In [1]:
import os
import numpy as np
import random
import csv

In [102]:
# All files were developed collaboratively

class dataset:
    '''
    The dataset class handles initial data loading along with all pre-processing tasks
    '''
    def __init__(self, data_path: str, processed_flag: str):
        '''
        The constructor initializes all of the self variables, and loads the data from the original .data file.
        '''
         # Instantiate self variables
        self.intake_data = []
        self.tune_set = []
        self.validate_set = []
        self.ninety_data = []

        # Data is being read in from original .DATA file
        if (processed_flag == False):
            # Separating the .data file into lines, and shuffling the lines
            with open(data_path, 'r') as file:
                lines = file.readlines()
            # Deliminate strings into lists
            for i in range(len(lines)):
                lines[i] = lines[i].strip()
                lines[i] = lines[i].split(',')  
            # Make the list into a numpy array
            self.intake_data = np.array(lines)
    def normalize(self):
        '''
        performs mim-max normalization on the last column of the intake data (example value). This will only be used for regression data.
        '''
        values = self.intake_data[:,-1].astype(float)
        normalized_values = (values - values.min()) / (values.max() - values.min())
        self.intake_data[:, -1] = normalized_values
    def oh_encode(self):
        '''
        This method goes through each item in the data array, and if the item is not a number, it is replaced with a number (continuization).
        If there are no non-numbers in the dataset, all the numbers are converted to floats.
        '''
        string_to_int = {}
        next_int = 0
        # This function continuizes a single element so it can be vectorized
        def convert_to_num(value):
            nonlocal next_int
            try:
                # Try to convert to float
                return float(value)
            except ValueError:
                # If conversion fails, map the string a number
                if value not in string_to_int:
                    string_to_int[value] = next_int
                    next_int += 1
                return string_to_int[value]

        # Apply convert_to_num to each element in the array
        vectorization = np.vectorize(convert_to_num, otypes=[float])
        self.intake_data = vectorization(self.intake_data)
    def impute(self):
        '''
        Replaces question marks in a dataset with a random value between 1 and 10.
        '''
        for ex_idx in range(len(self.intake_data)):
            for att_idx in range(len(self.intake_data[ex_idx])):
                # if this statement is entered that means there is a missing piece of attribute data, so imputation needs to occur at this location
                if (self.intake_data[ex_idx][att_idx] == '?'):
                    # This will be the imputation method using range 1-10
                        self.intake_data[ex_idx][att_idx] = str(random.randint(1,10))

• **INPUT DATA**:
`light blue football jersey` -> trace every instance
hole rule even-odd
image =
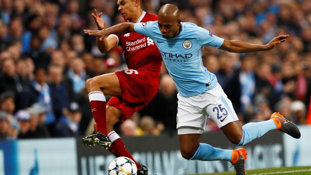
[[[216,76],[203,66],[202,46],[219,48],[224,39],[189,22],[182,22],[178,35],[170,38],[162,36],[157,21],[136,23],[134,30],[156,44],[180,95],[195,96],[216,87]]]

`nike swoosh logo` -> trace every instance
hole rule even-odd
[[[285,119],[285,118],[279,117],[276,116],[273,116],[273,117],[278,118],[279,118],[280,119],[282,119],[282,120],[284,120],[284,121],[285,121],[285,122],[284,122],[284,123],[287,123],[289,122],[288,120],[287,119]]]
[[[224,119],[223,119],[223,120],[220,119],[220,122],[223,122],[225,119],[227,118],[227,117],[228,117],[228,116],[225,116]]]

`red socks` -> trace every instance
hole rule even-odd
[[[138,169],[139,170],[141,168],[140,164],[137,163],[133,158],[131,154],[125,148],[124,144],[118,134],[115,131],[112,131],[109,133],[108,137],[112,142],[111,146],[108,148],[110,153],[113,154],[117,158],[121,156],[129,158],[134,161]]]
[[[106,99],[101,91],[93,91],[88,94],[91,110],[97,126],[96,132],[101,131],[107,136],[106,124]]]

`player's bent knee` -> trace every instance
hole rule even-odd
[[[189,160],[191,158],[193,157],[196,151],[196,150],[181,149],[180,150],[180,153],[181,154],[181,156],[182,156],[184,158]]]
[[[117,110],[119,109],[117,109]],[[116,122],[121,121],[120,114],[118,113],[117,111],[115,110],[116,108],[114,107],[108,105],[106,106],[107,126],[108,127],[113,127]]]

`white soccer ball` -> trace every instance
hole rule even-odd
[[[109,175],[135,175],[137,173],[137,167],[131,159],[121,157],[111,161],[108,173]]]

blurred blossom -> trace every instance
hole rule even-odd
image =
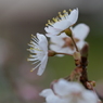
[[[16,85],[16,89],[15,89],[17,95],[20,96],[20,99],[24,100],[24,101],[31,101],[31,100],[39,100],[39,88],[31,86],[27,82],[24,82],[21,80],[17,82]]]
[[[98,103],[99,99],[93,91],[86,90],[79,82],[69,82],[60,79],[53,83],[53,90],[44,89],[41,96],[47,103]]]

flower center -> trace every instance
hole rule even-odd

==

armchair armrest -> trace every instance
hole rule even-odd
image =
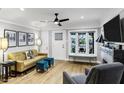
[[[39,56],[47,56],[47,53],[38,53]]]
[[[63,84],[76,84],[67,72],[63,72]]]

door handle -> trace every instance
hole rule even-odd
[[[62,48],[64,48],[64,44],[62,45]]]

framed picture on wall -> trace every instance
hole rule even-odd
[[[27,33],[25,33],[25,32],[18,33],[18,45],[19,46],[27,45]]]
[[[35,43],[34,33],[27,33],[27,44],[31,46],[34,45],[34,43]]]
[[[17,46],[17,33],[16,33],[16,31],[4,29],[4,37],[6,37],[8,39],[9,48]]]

• **QUESTIONS**:
1. Translate this sentence from the Python dataset-class code into Spanish: "The constructor initializes all of the self variables, and loads the data from the original .data file."
2. Please resume the Python dataset-class code after its last line.

• **OUTPUTS BY TASK**:
1. El constructor inicializa todas las variables self y carga los datos desde el archivo .data original.

2.
    def shuffle(self):
        '''
        This method will shuffle the self.intake_data by examples.
        '''
        np.random.shuffle(self.intake_data)
    def sort(self, prediction_type_flag):
        '''
        Sorts the data by its class/target value. We can assume all labels are the last indice of an example.
        The prediction_type_flag essentially tells us if the last indice can be converted to a float or not. Regression datasets are sorted by value
        '''
        if prediction_type_flag == "regression":
            #print('REGRESSION')
            sorted_data = self.intake_data[self.intake_data[:, -1].astype(np.float32).argsort()]
        else:
            #print("CLASSIFICATION")
            sorted_data = self.intake_data[self.intake_data[:, -1].argsort()]
        self.intake_data = sorted_data
    def split(self):
        '''
        Puts the first 10% of the data into its own array (self.tune_set), then the remaining data (self.validate_set) into its own array.
        We should end up with two arrays, both are sorted and stratified. The validation will still need to be separated into partitions.
        '''
        tune_data = []
        for i, example in enumerate(self.intake_data):
            if(i % 10) == 0:
                tune_data.append(example)
            else:
                self.ninety_data.append(example)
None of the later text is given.